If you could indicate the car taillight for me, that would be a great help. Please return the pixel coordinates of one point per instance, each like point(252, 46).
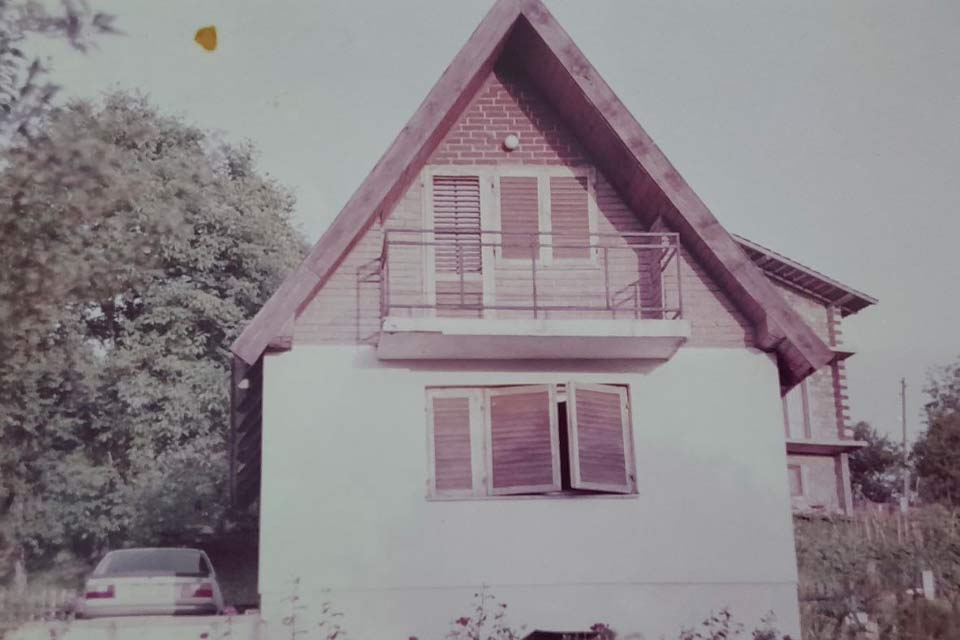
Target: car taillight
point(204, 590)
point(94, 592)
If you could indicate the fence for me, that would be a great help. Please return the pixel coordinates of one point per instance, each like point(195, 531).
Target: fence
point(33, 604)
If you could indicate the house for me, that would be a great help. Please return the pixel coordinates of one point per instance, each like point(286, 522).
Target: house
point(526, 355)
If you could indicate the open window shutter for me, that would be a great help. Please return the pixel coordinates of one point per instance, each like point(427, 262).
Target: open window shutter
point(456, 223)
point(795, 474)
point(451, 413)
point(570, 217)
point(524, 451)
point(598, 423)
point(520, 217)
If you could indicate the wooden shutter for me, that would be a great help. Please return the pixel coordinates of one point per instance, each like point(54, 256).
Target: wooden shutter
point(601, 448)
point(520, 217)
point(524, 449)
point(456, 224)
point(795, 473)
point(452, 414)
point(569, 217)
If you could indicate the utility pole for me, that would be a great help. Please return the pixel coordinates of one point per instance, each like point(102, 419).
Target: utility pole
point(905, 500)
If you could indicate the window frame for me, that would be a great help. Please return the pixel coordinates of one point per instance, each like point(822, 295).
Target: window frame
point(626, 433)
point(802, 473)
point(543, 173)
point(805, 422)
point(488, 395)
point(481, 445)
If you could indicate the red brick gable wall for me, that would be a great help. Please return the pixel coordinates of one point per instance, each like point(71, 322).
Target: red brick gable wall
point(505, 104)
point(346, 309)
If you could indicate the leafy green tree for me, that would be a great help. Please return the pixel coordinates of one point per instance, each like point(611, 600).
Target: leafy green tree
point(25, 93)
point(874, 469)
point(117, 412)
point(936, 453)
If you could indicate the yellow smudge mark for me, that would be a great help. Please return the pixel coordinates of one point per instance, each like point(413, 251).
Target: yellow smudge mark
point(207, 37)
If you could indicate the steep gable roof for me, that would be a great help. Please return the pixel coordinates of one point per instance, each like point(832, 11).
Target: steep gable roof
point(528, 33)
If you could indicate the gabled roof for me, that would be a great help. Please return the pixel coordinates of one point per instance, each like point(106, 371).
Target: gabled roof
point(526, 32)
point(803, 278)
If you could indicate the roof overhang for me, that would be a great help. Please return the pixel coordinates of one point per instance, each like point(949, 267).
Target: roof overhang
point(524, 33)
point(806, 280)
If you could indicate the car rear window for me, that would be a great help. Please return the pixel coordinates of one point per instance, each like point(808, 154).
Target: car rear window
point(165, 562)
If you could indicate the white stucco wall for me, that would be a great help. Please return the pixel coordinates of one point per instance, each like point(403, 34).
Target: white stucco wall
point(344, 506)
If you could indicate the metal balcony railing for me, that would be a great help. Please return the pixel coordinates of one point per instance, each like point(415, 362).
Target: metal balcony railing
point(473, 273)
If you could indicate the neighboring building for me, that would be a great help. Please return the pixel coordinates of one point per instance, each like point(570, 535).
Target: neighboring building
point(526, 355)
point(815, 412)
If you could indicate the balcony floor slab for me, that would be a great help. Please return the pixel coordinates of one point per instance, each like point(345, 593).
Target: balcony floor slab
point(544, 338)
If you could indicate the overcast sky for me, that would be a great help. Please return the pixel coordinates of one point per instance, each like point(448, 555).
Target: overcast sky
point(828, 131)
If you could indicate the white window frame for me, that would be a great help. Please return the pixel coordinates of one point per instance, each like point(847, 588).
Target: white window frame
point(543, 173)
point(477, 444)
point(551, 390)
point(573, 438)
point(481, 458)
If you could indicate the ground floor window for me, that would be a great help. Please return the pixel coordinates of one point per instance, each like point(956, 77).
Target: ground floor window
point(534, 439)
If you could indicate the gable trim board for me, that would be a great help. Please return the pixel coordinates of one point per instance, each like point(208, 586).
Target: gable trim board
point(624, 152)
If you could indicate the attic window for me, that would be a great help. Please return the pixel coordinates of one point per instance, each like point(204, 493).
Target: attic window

──────────

Using the records above, output their complete text exactly, minus any images.

If you could indicate the car taillight for me, that would be a great help. Please return the pixel coordinates of one point per instance, each like point(252, 46).
Target: car taillight
point(204, 590)
point(94, 592)
If you could indicate the fence for me, that would be a great help. Please return the pixel coordinates of one point per instance, each like point(195, 531).
Target: fence
point(33, 604)
If you could indicate the house for me, that would be a great help. Please return the pixel coordinates of one point per instance, each like point(286, 522).
Target: house
point(526, 355)
If you could indicate the open window shutter for me, that would be a great help. Please return the pixel coordinates of one point per instance, each like point(427, 262).
Target: open window shutter
point(456, 223)
point(795, 474)
point(451, 413)
point(570, 217)
point(524, 451)
point(598, 423)
point(520, 217)
If you could indicate the wooden shutter for me, that would be a great help. Please return the pixel coordinates of one point per instance, each like point(54, 256).
Target: wooden shutter
point(601, 448)
point(520, 217)
point(524, 449)
point(456, 224)
point(795, 473)
point(452, 414)
point(569, 217)
If you could indicate the utility pole for me, that would be a great help. Please return the pixel coordinates of one point per instance, each like point(102, 419).
Target: utility pole
point(905, 500)
If you could indicate the window frame for me, that would be a great help. Please return the pixel coordinates of one point per instance, each like point(822, 295).
Target: window frame
point(626, 433)
point(802, 473)
point(543, 173)
point(805, 422)
point(488, 395)
point(481, 445)
If you could indicate the red brick gable wall for me, that would be a great help. Please return the pixel coordinates of one point per instance, each like point(71, 322).
Target: red brick gable wall
point(505, 104)
point(346, 309)
If you could indicate the leafy green tree for me, that would be a great help. Please return the pixel coordinates of one point per instance, each like point(611, 600).
Target: leafy green tree
point(25, 93)
point(874, 469)
point(117, 412)
point(936, 453)
If you could indicate the yellow smudge mark for me, that would be a great help. Please return the pixel coordinates of one point per instance, each like point(413, 251).
Target: yellow smudge mark
point(207, 37)
If you could indicate the steep gable roof for me, that would be a great help. Please return the pixel coordinates of one point per instance, each like point(832, 11).
Target: steep gable roof
point(528, 33)
If you could indicate the gabled roof for me, that would be a great help. Please return the pixel coordinates of one point per instance, each like point(106, 371).
Target: gabled roof
point(526, 32)
point(803, 278)
If you could indicate the roof overhang for me, that would be a great help. Please return the pixel coordinates of one point per instance, each like point(949, 267).
Target: roof overhang
point(524, 33)
point(806, 280)
If you could indicate the car rear window for me, that would be a great help. Please return the pixel coordinates of one point per instance, each like point(808, 154).
Target: car rear window
point(165, 562)
If you could indicate the white stucco wall for me, that would be a great help. Please return the pixel coordinates of one point per instance, each like point(403, 34).
Target: white stucco wall
point(344, 506)
If you could indicate the metal balcony railing for me, that would be a great help. Please return the pixel coordinates of one point per instance, each like point(415, 362).
Target: metal balcony railing
point(473, 273)
If you could indicate the neighboring building for me, that would be a great help. Please return the pixel coordinates of one point per instance, each like point(570, 535).
Target: neighboring building
point(526, 355)
point(815, 412)
If you could indicate the balcony floor slab for me, that would be a great help. Please return the pixel coordinates of one point per instance, each like point(345, 593).
Target: balcony floor slab
point(544, 338)
If you could indicate the overcast sky for me, that would be a great help. Please return the pixel coordinates of one point per instance, each like point(448, 555).
Target: overcast sky
point(828, 131)
If you could indicate the white window frame for me, that would be a great help. Please return the pixel coordinates of one point per instance, each like point(847, 588).
Target: white window frame
point(543, 173)
point(477, 444)
point(551, 390)
point(573, 438)
point(481, 458)
If you could indicate the ground floor window for me, that would be a great help. Please return the pixel coordinates of one point per instance, each like point(956, 77).
Target: ground floor window
point(534, 439)
If you could indicate the gable trim board for me, that would be a great help. Please return the pixel coordinates of one point per instance, each like point(208, 586).
Target: gable trim board
point(624, 152)
If you could indicate the attic window for me, that would be a great help. Please return the pixel coordinates of one point per instance, each like point(204, 493).
Target: attic window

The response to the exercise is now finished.